EXERCISE REQUIREMENTS
Transcribe the passage on withdrawals from NPS word for word, keeping every line intact.

SOURCE DOCUMENT
BEGIN
NPS is a long term retirement savings scheme which builds up the pension wealth through effective investments of the subscriber contributions over the term of the subscriber’s continuation in the scheme. The greater the value of the contributions made, greater the investments achieved, the longer the term over which the fund accumulates and the lower the charges deducted, the larger would be the eventual benefit of the accumulated pension wealth likely to be. The subscriber can exit from NPS and withdraw the accumulated pension wealth in the following manner and no other exits or withdrawals are permitted:
For subscribers joining between 18-60 years:
- a. Upon attainment of age of 60 years: At least 40% of the accumulated pension wealth of the subscriber needs to be utilized for purchase of an annuity providing for the monthly pension of the subscriber and the balance (60%) is paid as a lump sum payment to the subscriber. If the total corpus is not exceeding Rs. 2 lacs, then the subscriber has the option to withdraw the whole corpus in lumpsum.
END
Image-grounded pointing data
BEGIN
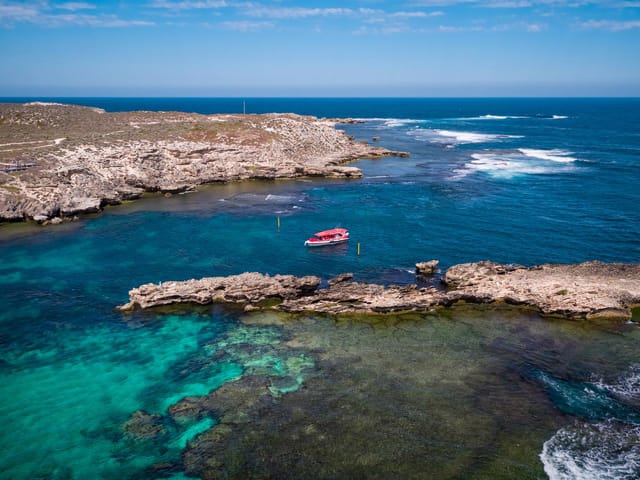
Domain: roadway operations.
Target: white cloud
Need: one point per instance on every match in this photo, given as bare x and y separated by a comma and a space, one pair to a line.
247, 26
188, 4
416, 14
296, 12
39, 13
74, 6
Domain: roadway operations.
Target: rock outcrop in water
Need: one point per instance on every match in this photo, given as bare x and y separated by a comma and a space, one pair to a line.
57, 161
587, 290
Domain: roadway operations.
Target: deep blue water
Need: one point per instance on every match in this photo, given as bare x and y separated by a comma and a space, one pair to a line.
522, 181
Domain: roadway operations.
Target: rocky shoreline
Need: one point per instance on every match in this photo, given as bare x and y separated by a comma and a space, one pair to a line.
589, 290
57, 161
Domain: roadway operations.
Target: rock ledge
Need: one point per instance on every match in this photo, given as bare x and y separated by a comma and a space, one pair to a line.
587, 290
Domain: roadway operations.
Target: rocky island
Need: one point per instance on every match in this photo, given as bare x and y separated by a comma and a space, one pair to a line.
588, 290
57, 160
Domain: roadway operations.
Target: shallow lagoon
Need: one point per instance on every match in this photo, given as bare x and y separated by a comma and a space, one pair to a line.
469, 393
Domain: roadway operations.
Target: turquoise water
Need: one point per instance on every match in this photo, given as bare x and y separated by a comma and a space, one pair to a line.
519, 181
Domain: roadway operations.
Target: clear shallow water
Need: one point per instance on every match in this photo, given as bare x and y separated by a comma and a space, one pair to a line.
522, 181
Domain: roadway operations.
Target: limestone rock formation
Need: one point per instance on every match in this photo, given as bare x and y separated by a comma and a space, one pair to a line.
61, 160
248, 288
587, 290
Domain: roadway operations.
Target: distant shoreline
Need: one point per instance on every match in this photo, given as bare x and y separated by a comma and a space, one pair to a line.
58, 161
590, 290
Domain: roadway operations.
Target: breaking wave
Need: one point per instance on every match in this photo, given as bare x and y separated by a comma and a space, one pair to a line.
605, 449
602, 451
449, 137
555, 155
523, 161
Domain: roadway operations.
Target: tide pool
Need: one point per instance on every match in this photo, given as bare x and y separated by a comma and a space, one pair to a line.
87, 392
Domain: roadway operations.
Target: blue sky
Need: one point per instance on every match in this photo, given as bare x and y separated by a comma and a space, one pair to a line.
323, 48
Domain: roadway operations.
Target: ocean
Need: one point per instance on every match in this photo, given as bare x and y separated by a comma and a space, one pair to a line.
468, 393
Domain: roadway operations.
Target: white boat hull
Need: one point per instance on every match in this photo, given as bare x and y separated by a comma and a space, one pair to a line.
324, 243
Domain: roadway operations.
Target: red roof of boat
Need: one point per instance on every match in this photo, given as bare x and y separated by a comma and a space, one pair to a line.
333, 231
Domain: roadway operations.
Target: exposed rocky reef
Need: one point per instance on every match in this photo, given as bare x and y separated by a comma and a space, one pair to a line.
587, 290
57, 161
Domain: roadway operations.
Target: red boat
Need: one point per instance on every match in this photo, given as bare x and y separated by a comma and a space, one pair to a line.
328, 237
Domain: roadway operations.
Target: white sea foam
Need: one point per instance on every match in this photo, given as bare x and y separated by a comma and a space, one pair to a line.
494, 117
601, 451
391, 122
626, 387
510, 163
555, 155
448, 137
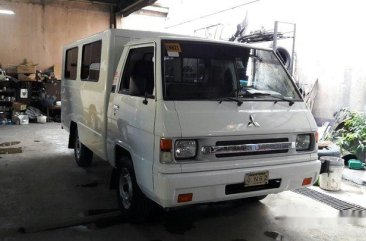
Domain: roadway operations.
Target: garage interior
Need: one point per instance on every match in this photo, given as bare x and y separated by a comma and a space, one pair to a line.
46, 196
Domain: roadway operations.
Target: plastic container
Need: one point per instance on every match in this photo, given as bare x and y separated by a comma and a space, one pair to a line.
331, 179
42, 119
331, 150
356, 164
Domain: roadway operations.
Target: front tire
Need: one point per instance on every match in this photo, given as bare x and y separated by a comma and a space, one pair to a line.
83, 155
132, 202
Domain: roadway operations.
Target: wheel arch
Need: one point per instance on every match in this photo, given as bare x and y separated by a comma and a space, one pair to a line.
119, 152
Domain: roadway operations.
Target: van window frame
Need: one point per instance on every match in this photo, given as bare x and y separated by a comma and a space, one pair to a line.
124, 91
66, 62
82, 61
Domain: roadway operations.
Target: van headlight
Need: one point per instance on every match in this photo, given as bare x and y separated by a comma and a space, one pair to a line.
185, 149
303, 142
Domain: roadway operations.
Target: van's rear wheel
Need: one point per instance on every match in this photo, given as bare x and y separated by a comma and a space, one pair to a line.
83, 155
132, 202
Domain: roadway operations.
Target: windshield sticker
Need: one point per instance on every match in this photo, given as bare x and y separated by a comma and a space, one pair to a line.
117, 76
173, 49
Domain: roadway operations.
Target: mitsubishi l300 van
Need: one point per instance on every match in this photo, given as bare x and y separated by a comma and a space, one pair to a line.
186, 120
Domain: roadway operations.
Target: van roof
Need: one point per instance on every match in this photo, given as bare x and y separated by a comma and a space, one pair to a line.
157, 36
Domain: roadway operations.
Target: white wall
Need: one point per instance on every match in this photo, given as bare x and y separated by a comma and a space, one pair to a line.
330, 40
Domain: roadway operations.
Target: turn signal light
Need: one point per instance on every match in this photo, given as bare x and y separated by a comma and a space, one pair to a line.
166, 144
307, 181
186, 197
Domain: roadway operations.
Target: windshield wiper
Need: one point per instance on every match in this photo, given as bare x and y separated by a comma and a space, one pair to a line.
221, 99
280, 97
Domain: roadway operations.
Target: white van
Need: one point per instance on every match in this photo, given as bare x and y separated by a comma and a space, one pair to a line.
186, 120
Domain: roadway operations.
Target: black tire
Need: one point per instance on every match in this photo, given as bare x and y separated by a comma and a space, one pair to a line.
83, 155
134, 205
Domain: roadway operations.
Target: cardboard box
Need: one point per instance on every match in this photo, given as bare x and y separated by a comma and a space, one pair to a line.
17, 106
27, 77
26, 69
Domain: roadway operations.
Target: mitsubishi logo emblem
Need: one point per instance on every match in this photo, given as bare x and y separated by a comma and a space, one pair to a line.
252, 122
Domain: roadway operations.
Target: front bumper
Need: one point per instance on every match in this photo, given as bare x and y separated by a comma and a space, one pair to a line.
211, 186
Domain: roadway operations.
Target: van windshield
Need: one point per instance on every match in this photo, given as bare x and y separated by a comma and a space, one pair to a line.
197, 70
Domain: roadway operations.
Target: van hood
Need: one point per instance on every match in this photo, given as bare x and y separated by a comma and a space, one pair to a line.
210, 118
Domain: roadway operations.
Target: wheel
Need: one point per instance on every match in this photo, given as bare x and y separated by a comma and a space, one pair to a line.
83, 155
132, 202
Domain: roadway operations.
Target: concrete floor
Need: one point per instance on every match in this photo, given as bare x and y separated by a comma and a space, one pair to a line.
44, 192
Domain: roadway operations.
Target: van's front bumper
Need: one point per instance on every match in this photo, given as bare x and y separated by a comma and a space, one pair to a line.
211, 186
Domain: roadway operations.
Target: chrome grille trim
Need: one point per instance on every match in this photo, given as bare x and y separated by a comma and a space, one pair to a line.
245, 148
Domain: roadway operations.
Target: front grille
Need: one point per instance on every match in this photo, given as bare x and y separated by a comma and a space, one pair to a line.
244, 142
240, 188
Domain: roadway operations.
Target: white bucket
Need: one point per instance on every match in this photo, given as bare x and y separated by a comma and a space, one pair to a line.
42, 119
332, 179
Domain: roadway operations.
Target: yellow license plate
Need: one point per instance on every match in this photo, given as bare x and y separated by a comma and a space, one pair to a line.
256, 178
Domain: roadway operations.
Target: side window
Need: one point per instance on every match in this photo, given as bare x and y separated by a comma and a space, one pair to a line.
90, 64
71, 61
138, 74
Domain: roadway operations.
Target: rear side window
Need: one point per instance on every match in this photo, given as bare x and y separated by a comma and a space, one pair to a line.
71, 62
90, 65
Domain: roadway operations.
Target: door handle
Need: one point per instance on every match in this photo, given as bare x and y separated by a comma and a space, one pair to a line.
115, 108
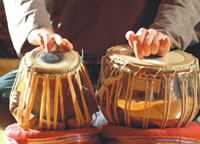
END
RESPONSE
NPS is a long term retirement savings scheme which builds up the pension wealth through effective investments of the subscriber contributions over the term of the subscriber’s continuation in the scheme. The greater the value of the contributions made, greater the investments achieved, the longer the term over which the fund accumulates and the lower the charges deducted, the larger would be the eventual benefit of the accumulated pension wealth likely to be. The subscriber can exit from NPS and withdraw the accumulated pension wealth in the following manner and no other exits or withdrawals are permitted:
For subscribers joining between 18-60 years:
- a. Upon attainment of age of 60 years: At least 40% of the accumulated pension wealth of the subscriber needs to be utilized for purchase of an annuity providing for the monthly pension of the subscriber and the balance (60%) is paid as a lump sum payment to the subscriber. If the total corpus is not exceeding Rs. 2 lacs, then the subscriber has the option to withdraw the whole corpus in lumpsum.